> [PROBLEMS]:
1. According to the notebook description on startup location cleaning, which method splits the `Location of company` column into `City` and `State`?
2. Resume the notebook description on startup location cleaning, picking up right after its last sentence.

> [GIVEN TEXT]:

================================

# Data Cleaning and State Mapping for Startup Locations

This notebook performs data cleaning and processing on a dataset of startups in India, contained in the file `Listofstartups.csv`. The steps involved include:

1. **Loading the Data**:
   - The data is loaded from a CSV file into a Pandas DataFrame using `pd.read_csv()`.

2. **Initial Exploration**:
   - `df.describe()` and `df.head()` are used to explore the basic statistics and the first few rows of the dataset to understand its structure.

3. **Splitting the `Location of company` Column**:
   - The `Location of company` column is split into two new columns: `City` and `State`. This is done using the `str.split()` method, which separates the string based on a comma and assigns the first part to the `City` column and the second part to the `State` column.
   
4. **Handling Missing Data**:
   - The missing values in the `State` and `City` columns are checked using `isna().sum()`. The notebook identifies the rows where `State` is missing.
   - Cities with missing state values are processed by looking up the corresponding state from an external JSON file (`indian_states_and_cities.json`), which maps cities to their respective states.

================================

> [DATA ENTRIES]:
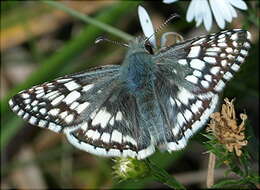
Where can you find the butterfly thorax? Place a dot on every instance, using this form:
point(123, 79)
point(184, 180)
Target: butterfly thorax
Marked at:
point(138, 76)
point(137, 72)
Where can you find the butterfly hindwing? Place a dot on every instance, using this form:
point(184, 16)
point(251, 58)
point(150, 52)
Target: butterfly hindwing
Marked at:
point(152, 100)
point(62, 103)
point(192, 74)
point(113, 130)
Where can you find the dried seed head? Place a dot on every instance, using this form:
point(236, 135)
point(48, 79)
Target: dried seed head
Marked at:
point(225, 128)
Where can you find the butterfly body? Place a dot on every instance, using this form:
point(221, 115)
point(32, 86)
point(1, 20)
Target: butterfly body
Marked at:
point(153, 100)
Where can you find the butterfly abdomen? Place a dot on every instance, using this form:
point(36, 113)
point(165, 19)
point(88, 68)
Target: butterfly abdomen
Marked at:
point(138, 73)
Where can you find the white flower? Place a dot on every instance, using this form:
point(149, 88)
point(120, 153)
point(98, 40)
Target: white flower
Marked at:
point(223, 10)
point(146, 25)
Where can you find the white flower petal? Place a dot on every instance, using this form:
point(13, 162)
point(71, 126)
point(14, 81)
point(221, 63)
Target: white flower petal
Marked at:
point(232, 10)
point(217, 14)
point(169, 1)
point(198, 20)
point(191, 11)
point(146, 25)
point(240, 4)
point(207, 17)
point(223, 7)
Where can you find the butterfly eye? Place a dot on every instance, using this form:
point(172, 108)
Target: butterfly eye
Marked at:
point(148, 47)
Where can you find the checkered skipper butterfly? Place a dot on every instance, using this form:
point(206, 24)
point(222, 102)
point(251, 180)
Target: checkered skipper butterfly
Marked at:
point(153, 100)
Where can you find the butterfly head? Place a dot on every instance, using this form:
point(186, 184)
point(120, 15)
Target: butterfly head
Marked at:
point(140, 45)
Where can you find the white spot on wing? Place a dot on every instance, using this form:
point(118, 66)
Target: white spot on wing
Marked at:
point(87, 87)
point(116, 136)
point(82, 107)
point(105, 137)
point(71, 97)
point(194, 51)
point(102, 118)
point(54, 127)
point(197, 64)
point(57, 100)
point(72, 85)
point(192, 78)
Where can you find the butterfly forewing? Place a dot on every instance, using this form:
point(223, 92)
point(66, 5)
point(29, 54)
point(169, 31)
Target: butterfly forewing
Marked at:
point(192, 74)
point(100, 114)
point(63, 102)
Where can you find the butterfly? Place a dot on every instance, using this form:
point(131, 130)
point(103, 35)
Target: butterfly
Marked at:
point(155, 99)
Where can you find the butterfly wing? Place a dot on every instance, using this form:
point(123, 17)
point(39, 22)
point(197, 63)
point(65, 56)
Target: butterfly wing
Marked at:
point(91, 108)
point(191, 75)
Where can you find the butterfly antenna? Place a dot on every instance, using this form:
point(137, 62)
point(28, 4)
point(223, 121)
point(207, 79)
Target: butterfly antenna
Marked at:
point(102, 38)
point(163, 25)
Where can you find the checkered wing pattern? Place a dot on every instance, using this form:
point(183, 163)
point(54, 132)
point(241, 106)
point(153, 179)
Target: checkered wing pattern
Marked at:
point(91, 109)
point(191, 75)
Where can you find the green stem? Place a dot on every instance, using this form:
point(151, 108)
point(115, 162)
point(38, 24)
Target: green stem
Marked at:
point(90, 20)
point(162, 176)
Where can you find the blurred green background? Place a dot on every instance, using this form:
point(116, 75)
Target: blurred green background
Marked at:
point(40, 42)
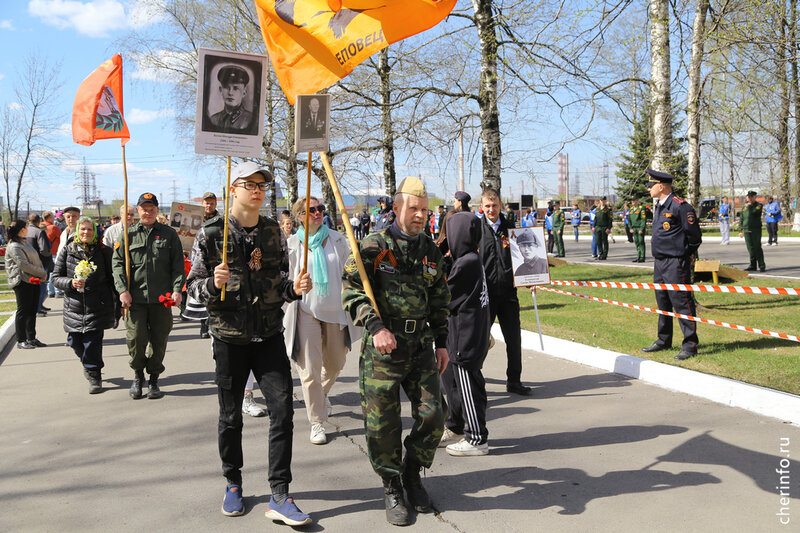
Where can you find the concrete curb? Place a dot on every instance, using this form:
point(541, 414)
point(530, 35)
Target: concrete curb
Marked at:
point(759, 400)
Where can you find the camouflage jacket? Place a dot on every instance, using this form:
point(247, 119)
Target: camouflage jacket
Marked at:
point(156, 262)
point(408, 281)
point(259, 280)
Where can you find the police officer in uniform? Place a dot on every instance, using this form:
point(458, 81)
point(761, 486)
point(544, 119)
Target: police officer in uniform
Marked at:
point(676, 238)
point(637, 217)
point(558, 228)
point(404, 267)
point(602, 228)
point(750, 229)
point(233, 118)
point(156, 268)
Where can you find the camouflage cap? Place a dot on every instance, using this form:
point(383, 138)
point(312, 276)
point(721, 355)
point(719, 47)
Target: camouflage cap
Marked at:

================================

> [ANSWERS TO THE EXERCISES]:
1. The `str.split()` method, which separates the string on a comma.

2.
5. **Mapping Cities to States**:
   - A custom function `map_city_to_state()` is defined to map each city to its respective state using the `city_to_state` dictionary loaded from the JSON file. This function handles missing city-state mappings by returning `None` when no match is found.

6. **Filling Missing State Values**:
   - For the rows where the `State` is missing, the notebook attempts to find the correct state by using the `map_city_to_state()` function and updates the `State` column with the found value.

7. **Final Check**:
   - After filling in the missing state values, `df.State.isna().sum()` is called again to verify that the missing values have been handled.

8. **Saving the Cleaned Data**:
   - Finally, the cleaned DataFrame is saved to a new CSV file, `Cleaned_Listofstartups.csv`, for further use.

---

### Purpose:
This notebook demonstrates basic data cleaning techniques, including handling missing data, text manipulation, and mapping data using external resources (in this case, a JSON file of cities and states). The cleaned dataset can now be used for further analysis or machine learning tasks.


In [33]:
import numpy as np
import pandas as pd

In [34]:
df = pd.read_csv('Listofstartups.csv')

In [35]:
df.describe()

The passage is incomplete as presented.